## Prompt
Only text lines belong in the answer: the lines from the first one in the records through the line with "Shelf-audit tagging: for every instance of the silver", copied exactly.

## Referring expression pointing data
════════

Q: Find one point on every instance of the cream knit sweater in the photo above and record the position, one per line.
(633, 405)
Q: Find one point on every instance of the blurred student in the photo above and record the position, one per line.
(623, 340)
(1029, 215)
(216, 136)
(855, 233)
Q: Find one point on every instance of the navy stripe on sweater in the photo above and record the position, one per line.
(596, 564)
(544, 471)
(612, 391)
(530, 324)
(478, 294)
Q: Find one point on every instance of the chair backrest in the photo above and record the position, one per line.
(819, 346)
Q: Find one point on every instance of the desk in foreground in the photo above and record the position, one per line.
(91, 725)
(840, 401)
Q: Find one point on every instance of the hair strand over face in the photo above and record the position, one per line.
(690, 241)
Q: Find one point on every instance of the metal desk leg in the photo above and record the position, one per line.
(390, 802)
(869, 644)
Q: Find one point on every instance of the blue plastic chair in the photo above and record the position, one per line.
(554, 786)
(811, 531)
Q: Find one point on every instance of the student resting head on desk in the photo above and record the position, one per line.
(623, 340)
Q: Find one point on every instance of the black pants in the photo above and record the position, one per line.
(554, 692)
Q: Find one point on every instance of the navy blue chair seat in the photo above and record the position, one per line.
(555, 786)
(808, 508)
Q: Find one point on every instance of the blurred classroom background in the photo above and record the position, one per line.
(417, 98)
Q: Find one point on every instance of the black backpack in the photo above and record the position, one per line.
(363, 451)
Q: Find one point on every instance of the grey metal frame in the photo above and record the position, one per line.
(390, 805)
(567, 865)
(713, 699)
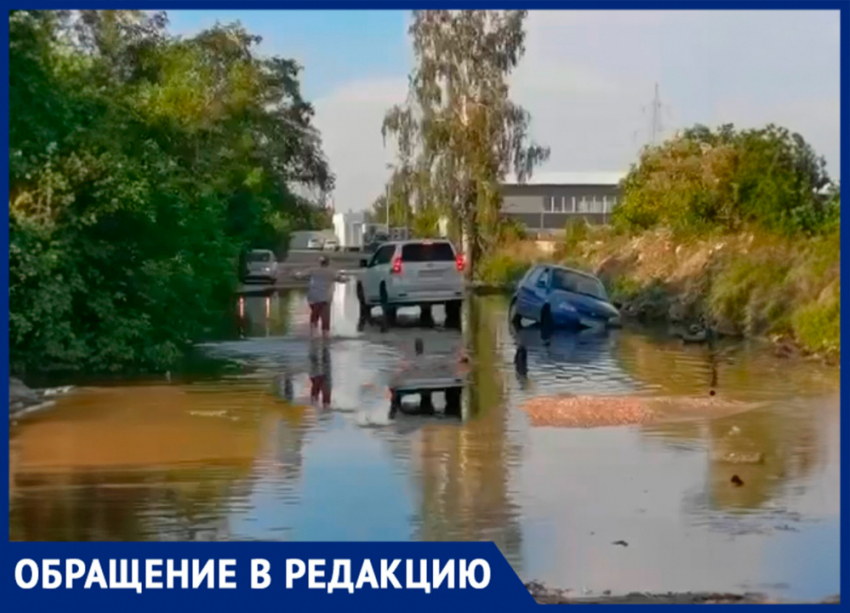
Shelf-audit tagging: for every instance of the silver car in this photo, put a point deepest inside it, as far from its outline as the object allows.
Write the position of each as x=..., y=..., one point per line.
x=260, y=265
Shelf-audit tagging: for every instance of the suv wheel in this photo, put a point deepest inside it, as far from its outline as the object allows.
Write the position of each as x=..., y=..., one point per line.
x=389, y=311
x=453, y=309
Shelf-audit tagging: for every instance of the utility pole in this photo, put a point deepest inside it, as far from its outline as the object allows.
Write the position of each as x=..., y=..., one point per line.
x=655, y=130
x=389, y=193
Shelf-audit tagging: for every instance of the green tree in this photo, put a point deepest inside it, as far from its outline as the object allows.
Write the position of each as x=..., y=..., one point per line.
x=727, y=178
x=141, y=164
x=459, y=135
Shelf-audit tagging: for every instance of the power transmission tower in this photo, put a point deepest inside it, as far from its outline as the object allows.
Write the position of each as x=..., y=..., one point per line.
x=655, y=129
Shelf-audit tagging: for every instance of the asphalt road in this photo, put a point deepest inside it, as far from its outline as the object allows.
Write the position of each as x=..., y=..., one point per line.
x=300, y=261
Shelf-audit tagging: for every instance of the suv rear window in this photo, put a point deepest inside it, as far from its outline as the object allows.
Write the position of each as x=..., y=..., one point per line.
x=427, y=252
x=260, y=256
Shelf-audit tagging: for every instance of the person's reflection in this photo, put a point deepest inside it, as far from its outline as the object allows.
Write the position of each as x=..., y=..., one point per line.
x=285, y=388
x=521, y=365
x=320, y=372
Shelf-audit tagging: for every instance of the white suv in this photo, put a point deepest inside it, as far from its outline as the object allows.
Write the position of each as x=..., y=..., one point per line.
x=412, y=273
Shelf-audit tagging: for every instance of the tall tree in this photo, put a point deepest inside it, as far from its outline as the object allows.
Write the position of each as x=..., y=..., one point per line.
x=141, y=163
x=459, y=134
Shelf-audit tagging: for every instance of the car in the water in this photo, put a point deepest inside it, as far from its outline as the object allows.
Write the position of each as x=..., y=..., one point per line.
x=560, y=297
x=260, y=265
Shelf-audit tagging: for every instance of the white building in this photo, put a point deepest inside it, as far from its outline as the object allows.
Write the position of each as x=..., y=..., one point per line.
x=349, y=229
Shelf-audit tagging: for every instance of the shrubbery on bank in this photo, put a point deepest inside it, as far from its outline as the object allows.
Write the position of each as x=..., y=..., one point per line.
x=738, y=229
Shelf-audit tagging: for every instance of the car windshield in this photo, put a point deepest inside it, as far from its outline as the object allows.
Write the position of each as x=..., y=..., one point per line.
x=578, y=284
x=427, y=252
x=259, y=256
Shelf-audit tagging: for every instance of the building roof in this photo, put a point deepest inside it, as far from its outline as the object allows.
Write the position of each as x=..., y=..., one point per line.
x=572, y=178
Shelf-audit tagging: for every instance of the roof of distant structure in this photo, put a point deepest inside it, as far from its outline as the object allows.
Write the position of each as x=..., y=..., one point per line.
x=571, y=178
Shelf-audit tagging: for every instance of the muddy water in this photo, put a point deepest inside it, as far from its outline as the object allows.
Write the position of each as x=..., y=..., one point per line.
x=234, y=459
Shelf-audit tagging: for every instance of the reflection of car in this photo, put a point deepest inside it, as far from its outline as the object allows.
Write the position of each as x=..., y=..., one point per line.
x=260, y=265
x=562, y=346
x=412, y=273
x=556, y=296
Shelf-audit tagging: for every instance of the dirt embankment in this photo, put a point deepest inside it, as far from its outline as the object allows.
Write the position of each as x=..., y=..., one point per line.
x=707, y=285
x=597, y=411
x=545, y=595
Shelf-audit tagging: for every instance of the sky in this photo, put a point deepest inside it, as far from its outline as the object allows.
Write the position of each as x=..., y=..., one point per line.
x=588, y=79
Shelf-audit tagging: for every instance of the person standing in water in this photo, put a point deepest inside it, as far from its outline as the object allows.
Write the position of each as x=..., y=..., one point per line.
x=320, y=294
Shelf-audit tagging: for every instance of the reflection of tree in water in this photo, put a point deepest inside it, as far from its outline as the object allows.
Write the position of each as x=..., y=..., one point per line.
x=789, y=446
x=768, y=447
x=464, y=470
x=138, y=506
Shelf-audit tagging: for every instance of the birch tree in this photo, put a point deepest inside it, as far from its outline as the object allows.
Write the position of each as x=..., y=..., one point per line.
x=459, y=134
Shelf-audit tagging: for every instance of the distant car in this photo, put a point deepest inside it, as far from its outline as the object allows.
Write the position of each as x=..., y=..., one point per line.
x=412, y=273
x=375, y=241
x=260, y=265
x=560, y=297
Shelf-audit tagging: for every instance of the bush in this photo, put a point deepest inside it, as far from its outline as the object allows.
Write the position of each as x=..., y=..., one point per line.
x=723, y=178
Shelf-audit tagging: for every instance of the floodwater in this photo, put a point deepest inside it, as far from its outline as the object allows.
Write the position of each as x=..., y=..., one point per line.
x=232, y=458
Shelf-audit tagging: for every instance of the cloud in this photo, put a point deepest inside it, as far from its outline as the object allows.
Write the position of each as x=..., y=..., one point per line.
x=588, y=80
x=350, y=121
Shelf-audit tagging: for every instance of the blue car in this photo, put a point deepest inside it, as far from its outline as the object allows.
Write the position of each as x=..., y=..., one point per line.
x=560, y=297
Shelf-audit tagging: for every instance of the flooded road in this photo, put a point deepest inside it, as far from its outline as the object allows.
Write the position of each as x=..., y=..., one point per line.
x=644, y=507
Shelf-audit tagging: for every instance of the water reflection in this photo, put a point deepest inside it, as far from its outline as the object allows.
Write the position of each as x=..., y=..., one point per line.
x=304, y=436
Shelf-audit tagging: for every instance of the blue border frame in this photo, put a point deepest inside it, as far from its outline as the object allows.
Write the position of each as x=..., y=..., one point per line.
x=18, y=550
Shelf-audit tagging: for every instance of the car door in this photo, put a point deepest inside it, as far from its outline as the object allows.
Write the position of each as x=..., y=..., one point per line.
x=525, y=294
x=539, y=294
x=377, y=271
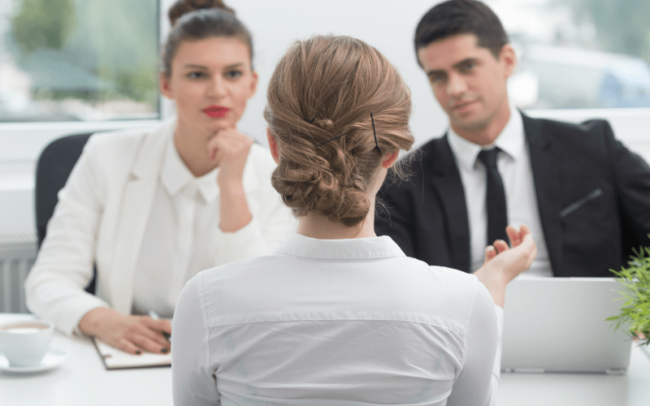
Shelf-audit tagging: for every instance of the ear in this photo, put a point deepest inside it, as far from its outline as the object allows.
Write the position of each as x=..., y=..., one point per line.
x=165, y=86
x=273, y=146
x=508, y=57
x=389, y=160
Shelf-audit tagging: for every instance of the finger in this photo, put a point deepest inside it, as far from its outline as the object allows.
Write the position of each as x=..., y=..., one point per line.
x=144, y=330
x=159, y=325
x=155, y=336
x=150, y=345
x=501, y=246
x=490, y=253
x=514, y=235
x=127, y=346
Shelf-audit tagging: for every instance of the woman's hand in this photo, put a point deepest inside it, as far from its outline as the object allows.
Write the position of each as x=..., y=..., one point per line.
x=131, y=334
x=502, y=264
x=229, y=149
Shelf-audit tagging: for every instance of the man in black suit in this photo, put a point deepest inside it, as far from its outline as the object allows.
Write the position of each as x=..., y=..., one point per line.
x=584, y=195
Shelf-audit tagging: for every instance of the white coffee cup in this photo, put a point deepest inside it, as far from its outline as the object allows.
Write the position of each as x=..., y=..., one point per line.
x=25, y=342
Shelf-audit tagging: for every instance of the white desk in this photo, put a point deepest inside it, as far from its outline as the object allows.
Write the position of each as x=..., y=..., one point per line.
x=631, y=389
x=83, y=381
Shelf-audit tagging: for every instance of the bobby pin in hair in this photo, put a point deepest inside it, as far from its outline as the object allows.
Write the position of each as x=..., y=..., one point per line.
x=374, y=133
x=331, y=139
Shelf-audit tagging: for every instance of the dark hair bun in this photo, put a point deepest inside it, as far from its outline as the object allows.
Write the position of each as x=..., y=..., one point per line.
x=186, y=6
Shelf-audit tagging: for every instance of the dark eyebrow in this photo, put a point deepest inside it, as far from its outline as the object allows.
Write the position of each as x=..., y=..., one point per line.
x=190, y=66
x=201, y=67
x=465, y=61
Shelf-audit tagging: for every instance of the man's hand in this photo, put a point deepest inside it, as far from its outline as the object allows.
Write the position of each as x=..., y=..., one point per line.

════════

## Exercise output
Q: Find one point on every instance of the cream knit sweater in the photo above and record the position, one per line.
(633, 405)
Q: Find one point on every instance of the blurred student in the photo above and record the position, one per line.
(623, 340)
(1029, 215)
(216, 136)
(855, 233)
Q: Find one point on every instance of the navy stripe on sweater in the photo above and record the position, one per line.
(596, 564)
(544, 471)
(612, 391)
(530, 324)
(478, 294)
Q: Find one point on every instance of the chair backrest in the photo above and record the position, one per line.
(819, 346)
Q: Find one point on every instance of the desk in foreground in the photo above and record the position, one per line.
(91, 725)
(840, 401)
Q: Find one point on every instance of the hair strand over face in the photo above and record the position, one per line.
(690, 241)
Q: Find one point on every instance of the metal desk leg in the photo above and record the position, one per line.
(390, 802)
(869, 644)
Q: Find one point on every instance of the blue plastic chair in the photo above and record the position, one per line.
(554, 786)
(811, 531)
Q: Find one point on every instance of the student resting head on desk in the photo above and record the position, one per line.
(623, 340)
Q: Find one point on every instance of the black pants in the photo above and record the position, one per line.
(554, 692)
Q: Find one point on every instance of the navy blue chair seat in the photo above and record the position, one per line.
(555, 786)
(808, 508)
Q: Find one point on every instance of the blurred classroom background in the photo above and record the position, one per line.
(417, 98)
Q: Find one point on every instance of the black backpack in the photo above and record the position, one per line.
(363, 451)
Q: Find one point on every instance of the grey metal frame in the photo above and record the position, one per line.
(390, 805)
(567, 865)
(713, 699)
Shelf-audit tagging: for every instance of the silver car in this photo, put a point deepest inside it, as far from its outline as the object allows.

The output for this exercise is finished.